__DIRECTIVE__
Copy out every line below that contains the word "absolute".
** start DATA FOR PROCESSING **
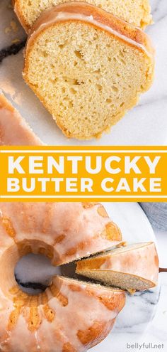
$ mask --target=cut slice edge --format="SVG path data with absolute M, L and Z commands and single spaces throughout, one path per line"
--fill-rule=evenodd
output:
M 61 32 L 61 31 L 67 30 L 68 26 L 71 28 L 72 33 L 74 28 L 77 30 L 77 28 L 81 28 L 81 31 L 82 26 L 81 27 L 81 24 L 82 24 L 83 31 L 84 30 L 86 32 L 87 31 L 87 33 L 90 33 L 91 31 L 93 32 L 93 31 L 97 31 L 100 38 L 106 35 L 107 41 L 111 39 L 110 44 L 115 41 L 116 38 L 118 46 L 122 46 L 122 48 L 127 46 L 125 48 L 132 49 L 132 53 L 129 55 L 130 65 L 133 66 L 134 61 L 132 59 L 134 56 L 139 67 L 141 67 L 141 64 L 144 67 L 143 70 L 140 69 L 137 71 L 139 73 L 137 82 L 136 81 L 135 82 L 133 82 L 132 87 L 130 86 L 130 84 L 128 85 L 128 80 L 129 80 L 129 71 L 127 68 L 125 68 L 125 71 L 124 65 L 122 65 L 121 60 L 118 60 L 117 70 L 119 71 L 119 75 L 117 78 L 115 78 L 116 90 L 115 90 L 115 87 L 113 87 L 115 92 L 113 92 L 112 74 L 110 75 L 108 74 L 108 76 L 107 76 L 110 89 L 107 90 L 106 93 L 106 80 L 103 80 L 102 88 L 100 88 L 100 87 L 98 87 L 99 85 L 97 85 L 95 80 L 94 74 L 92 73 L 92 68 L 94 67 L 93 59 L 93 65 L 91 63 L 92 66 L 88 67 L 88 68 L 86 68 L 86 64 L 83 66 L 82 60 L 81 61 L 80 60 L 81 67 L 77 65 L 74 67 L 73 53 L 78 51 L 77 41 L 73 46 L 68 46 L 68 50 L 66 49 L 65 46 L 66 55 L 68 57 L 70 53 L 71 58 L 69 71 L 68 71 L 67 65 L 64 62 L 63 64 L 61 63 L 61 59 L 58 59 L 54 65 L 51 65 L 52 68 L 50 68 L 46 75 L 47 67 L 47 65 L 50 67 L 50 63 L 53 59 L 53 53 L 58 58 L 61 55 L 59 53 L 60 46 L 57 44 L 54 47 L 54 43 L 53 43 L 52 46 L 52 43 L 50 43 L 52 31 L 53 31 L 53 36 L 54 35 L 57 38 L 58 43 L 59 36 L 57 33 L 59 31 Z M 45 44 L 45 41 L 48 34 L 50 34 L 50 38 L 48 37 L 47 41 L 49 41 L 49 42 L 47 41 L 47 43 Z M 72 36 L 71 33 L 71 36 Z M 74 34 L 72 37 L 74 38 Z M 86 36 L 86 39 L 84 38 L 83 41 L 82 49 L 84 49 L 85 53 L 84 43 L 87 43 L 87 36 Z M 89 45 L 91 46 L 91 44 Z M 76 46 L 77 48 L 75 48 Z M 41 54 L 41 47 L 45 47 L 45 50 L 47 52 L 45 51 L 43 54 Z M 48 50 L 49 47 L 52 48 L 52 50 L 50 48 Z M 108 48 L 110 49 L 110 46 Z M 96 51 L 96 55 L 97 55 L 97 58 L 96 56 L 96 60 L 100 60 L 99 58 L 101 58 L 102 53 L 100 49 L 99 50 L 99 53 L 98 50 Z M 117 48 L 117 55 L 119 55 L 118 51 Z M 91 53 L 91 50 L 90 50 L 90 53 Z M 139 95 L 150 87 L 154 70 L 154 50 L 149 37 L 139 28 L 94 6 L 74 1 L 52 8 L 45 11 L 38 19 L 32 28 L 27 42 L 23 76 L 26 83 L 38 97 L 41 102 L 52 114 L 58 127 L 67 137 L 88 140 L 94 137 L 99 138 L 103 132 L 108 132 L 112 126 L 115 124 L 129 110 L 136 105 Z M 38 58 L 38 55 L 40 55 L 39 60 Z M 36 61 L 35 58 L 37 58 Z M 86 54 L 85 60 L 87 60 Z M 45 68 L 44 74 L 40 71 L 39 62 L 40 60 Z M 90 62 L 91 63 L 91 60 Z M 99 62 L 100 63 L 100 70 L 99 70 L 100 71 L 101 70 L 100 80 L 102 80 L 104 76 L 104 70 L 102 67 L 104 68 L 105 66 L 103 60 L 101 62 L 101 60 L 100 60 Z M 126 63 L 126 61 L 124 61 L 124 63 Z M 110 63 L 107 63 L 106 69 L 108 70 L 108 72 L 112 72 L 111 70 L 109 70 L 110 65 Z M 65 77 L 64 77 L 61 70 L 57 68 L 59 65 L 63 68 L 63 72 L 66 71 Z M 132 70 L 134 70 L 134 67 Z M 85 68 L 87 70 L 87 78 L 85 76 Z M 127 96 L 125 96 L 125 87 L 122 87 L 122 85 L 120 84 L 121 82 L 122 83 L 122 80 L 118 78 L 118 77 L 120 77 L 122 70 L 123 73 L 128 77 L 126 85 L 127 87 L 129 87 L 129 90 Z M 56 75 L 55 72 L 57 73 Z M 81 83 L 82 73 L 85 78 Z M 69 81 L 68 80 L 69 76 Z M 54 80 L 52 80 L 52 77 L 54 77 Z M 66 80 L 66 77 L 67 77 L 67 80 Z M 89 80 L 88 80 L 88 77 L 90 78 Z M 74 94 L 75 95 L 72 94 L 73 87 L 70 90 L 70 80 L 73 82 L 74 81 L 74 84 L 77 85 L 76 90 L 74 90 L 75 92 Z M 121 80 L 121 82 L 120 82 L 120 80 Z M 131 82 L 132 80 L 130 80 Z M 119 95 L 115 93 L 115 91 L 118 92 L 118 87 L 120 87 Z M 88 102 L 88 93 L 86 92 L 89 90 L 91 95 L 91 92 L 93 92 L 91 104 Z M 55 102 L 52 97 L 54 97 L 54 95 L 56 95 L 56 92 L 57 95 Z M 86 104 L 84 107 L 83 97 L 84 97 L 84 102 L 86 102 Z M 95 99 L 96 97 L 96 99 Z M 100 107 L 97 103 L 97 101 L 99 101 L 98 98 L 100 100 L 103 98 Z M 107 102 L 108 100 L 107 98 L 110 98 L 109 102 Z M 104 112 L 103 114 L 101 113 L 100 116 L 98 112 L 100 111 L 100 108 L 102 109 L 103 105 L 104 105 Z M 76 117 L 76 123 L 74 123 L 74 119 L 72 118 L 74 115 Z
M 148 289 L 156 286 L 158 280 L 155 244 L 137 243 L 100 253 L 77 262 L 76 272 L 127 291 Z
M 51 6 L 55 6 L 61 4 L 62 0 L 52 0 L 51 1 L 47 0 L 47 1 L 41 1 L 40 9 L 38 5 L 35 8 L 35 5 L 34 4 L 33 4 L 31 9 L 32 4 L 28 5 L 28 1 L 26 4 L 26 1 L 24 2 L 23 0 L 12 0 L 12 4 L 15 13 L 21 25 L 28 33 L 34 23 L 37 21 L 38 18 L 41 15 L 42 12 L 46 11 Z M 134 8 L 133 1 L 131 1 L 131 2 L 132 4 L 128 4 L 128 6 L 125 5 L 125 9 L 124 8 L 124 10 L 121 6 L 121 4 L 119 6 L 117 6 L 115 1 L 110 1 L 110 1 L 109 3 L 106 2 L 106 4 L 103 4 L 103 9 L 109 13 L 113 13 L 115 16 L 118 16 L 127 22 L 134 23 L 134 25 L 142 28 L 144 28 L 146 26 L 151 24 L 152 16 L 150 14 L 151 6 L 149 4 L 149 1 L 143 0 L 142 4 L 140 4 L 141 1 L 139 0 L 139 1 L 137 1 L 137 4 L 135 4 L 135 14 L 134 14 Z M 91 3 L 92 5 L 96 6 L 97 7 L 101 7 L 101 5 L 99 4 L 96 0 L 91 0 Z M 31 16 L 30 10 L 32 10 Z M 133 15 L 132 15 L 132 14 L 133 14 Z
M 155 287 L 156 284 L 132 274 L 108 270 L 79 270 L 76 274 L 88 277 L 89 279 L 103 282 L 110 287 L 120 288 L 134 293 L 135 291 L 144 291 Z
** end DATA FOR PROCESSING **
__FINISHED EXERCISE__
$ mask --target=cut slice edge --format="SVG path data with absolute M, L and Z commands and single spaces throughout, one path per line"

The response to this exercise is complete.